» **Work item**: In the text on Iran and Iraq, whose help did Iraqi President Jalal Talabani ask for to end the fighting in late March and early April?

The Iraqis met with the Qods Force chief, Brig. Gen. Qassem Soleimani, who wields significant influence inside Iraq. During the fighting in late March and early April, Iraqi President Jalal Talabani appealed for the Iranian general's help to end the violence at a meeting on the Iran-Iraq border. Mr. Talabani, an ethnic Kurd who fielded his own Kurdish militia against Saddam Hussein from northern Iraq, has known General Soleimani for years, when Iran was Talabani's primary conduit of cash and arms.
Within a day fighting stopped. The Iraqi president also returned to Baghdad with a message to the Americans that Iran wanted to begin discussions on all issues – not just Iraq, Western diplomats say. Apparently viewing it as a stalling tactic, the Americans did not accept.
Gen. David Petraeus told the BBC last week that the number of weapons found "in the Baghdad area is even greater [than those found in southern Iraq], so there is huge concern." He listed more than 1,000 artillery rounds, "hundreds and hundreds" of rockets, and a number of explosively formed projectiles (EFPs) that the US claims are made in Iran.
In mid-April, the US commander for Baghdad displayed numerous mortars and rockets—both 77mm and 122mm—and EFPs that he said bore markings tying them to Iran. But US officers say they have held off making a bigger show until after the Iraqis visited Iran with the "evidence."
Iran's declarations of support were presaged by Hussein Shariatmadari, a representative of Iran's Supreme Leader Ayatollah Ali Khamenei and editor of the hard-line Kayhan newspaper in Tehran. "When the Americans and Iraqis bring such accusations … they are facing difficulties in Iraq. When they face difficulties, they blame Iran for them and not themselves," Mr. Shariatmadari told the London-based Asharq al-Awsat newspaper, saying the "evidence" presented by the Iraqi delegation was "not conclusive."
"Today the Iranians and Iraqis want one thing: to end the [US] occupation and to see a stable and secure Iraq," asserted Shariatmadari, as translated by Mideastwire.com. "The truth is that we support the government's effort to end all armed militias."
The US State Department reports a very different picture about Iran. The US charges that in Iraq, military hardware from Iran including "advanced rockets," sniper rifles, and sophisticated roadside bombs "have killed thousands of [US-led] Coalition and Iraqi Forces."
The report further charges that the Qods Force – an elite branch of the Islamic Revolutionary Guard Corps responsible for operations abroad – has conducted training in advanced techniques both inside and outside Iraq. Western sources say the numbers involved are few, perhaps numbering dozens of trainees.
Amid the charges against Iran, former President Mohammad Khatami said that exporting violence was "treason" against the ideals of Iran's 1979 Islamic revolution and its leader Ayatollah Ruhollah Khomeini.

» **Record extracts**:
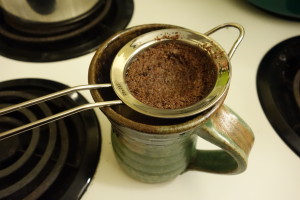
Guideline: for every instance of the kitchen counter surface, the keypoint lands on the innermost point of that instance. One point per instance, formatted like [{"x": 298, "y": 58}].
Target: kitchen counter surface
[{"x": 273, "y": 170}]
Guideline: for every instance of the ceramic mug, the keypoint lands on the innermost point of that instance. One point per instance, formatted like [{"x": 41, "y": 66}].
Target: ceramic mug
[{"x": 155, "y": 150}]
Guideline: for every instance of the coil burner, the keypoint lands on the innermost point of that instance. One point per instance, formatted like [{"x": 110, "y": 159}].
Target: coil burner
[{"x": 55, "y": 161}]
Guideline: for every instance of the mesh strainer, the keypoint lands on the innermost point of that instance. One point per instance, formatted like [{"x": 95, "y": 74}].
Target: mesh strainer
[{"x": 118, "y": 72}]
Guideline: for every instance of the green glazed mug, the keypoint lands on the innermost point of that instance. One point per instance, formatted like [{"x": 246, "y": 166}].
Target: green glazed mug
[{"x": 155, "y": 150}]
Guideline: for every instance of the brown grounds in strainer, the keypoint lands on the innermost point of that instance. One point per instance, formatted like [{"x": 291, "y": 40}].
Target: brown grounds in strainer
[{"x": 171, "y": 74}]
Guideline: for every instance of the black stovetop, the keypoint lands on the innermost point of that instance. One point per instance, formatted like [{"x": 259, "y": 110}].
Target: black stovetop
[{"x": 54, "y": 161}]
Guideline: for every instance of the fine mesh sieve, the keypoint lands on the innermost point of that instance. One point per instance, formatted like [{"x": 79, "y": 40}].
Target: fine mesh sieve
[{"x": 118, "y": 73}]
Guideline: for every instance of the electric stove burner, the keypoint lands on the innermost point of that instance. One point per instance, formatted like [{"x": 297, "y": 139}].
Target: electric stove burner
[
  {"x": 278, "y": 86},
  {"x": 54, "y": 161},
  {"x": 65, "y": 41}
]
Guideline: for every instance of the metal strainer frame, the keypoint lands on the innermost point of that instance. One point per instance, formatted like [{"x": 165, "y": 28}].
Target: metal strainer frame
[
  {"x": 117, "y": 71},
  {"x": 135, "y": 46}
]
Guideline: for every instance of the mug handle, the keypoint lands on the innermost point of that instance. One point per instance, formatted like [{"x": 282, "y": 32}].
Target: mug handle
[
  {"x": 228, "y": 131},
  {"x": 238, "y": 40}
]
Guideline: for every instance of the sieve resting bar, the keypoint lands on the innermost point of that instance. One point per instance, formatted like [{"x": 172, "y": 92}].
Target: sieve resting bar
[
  {"x": 46, "y": 120},
  {"x": 54, "y": 95}
]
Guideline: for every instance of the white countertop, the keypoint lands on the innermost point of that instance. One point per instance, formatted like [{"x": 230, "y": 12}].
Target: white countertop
[{"x": 273, "y": 169}]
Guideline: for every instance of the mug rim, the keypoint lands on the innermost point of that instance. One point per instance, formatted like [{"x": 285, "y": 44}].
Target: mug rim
[{"x": 95, "y": 68}]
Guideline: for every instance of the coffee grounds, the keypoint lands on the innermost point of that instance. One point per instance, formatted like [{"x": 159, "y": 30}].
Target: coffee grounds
[{"x": 171, "y": 74}]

» **The completed task**: Brig. Gen. Qassem Soleimani, the Qods Force chief.